### SET EXERCISE
Please retype the data in full and exactly; the pictures are not part of the copy.

— BEGIN ENTRIES SUPPLIED —

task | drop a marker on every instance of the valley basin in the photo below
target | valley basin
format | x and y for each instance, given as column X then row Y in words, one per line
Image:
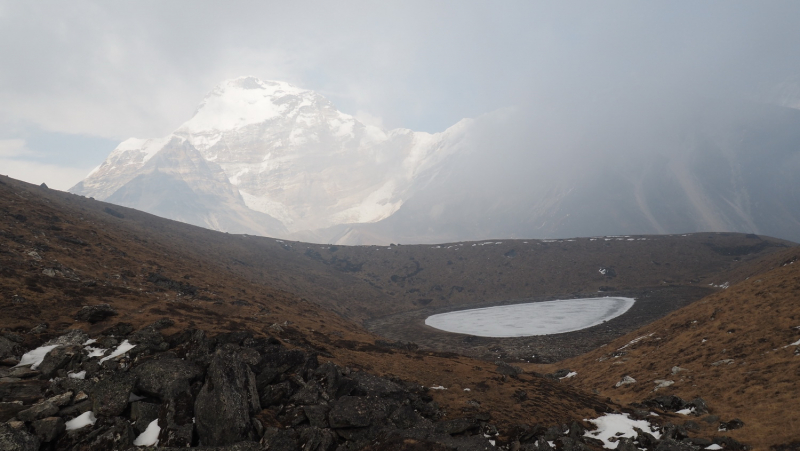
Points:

— END ENTRIES SUPPLIED —

### TASK RESULT
task | drop a marker on every instance of the valley basin in the photo below
target | valley basin
format | x and y for each instance, given as column X then row Y in words, one per line
Image:
Points:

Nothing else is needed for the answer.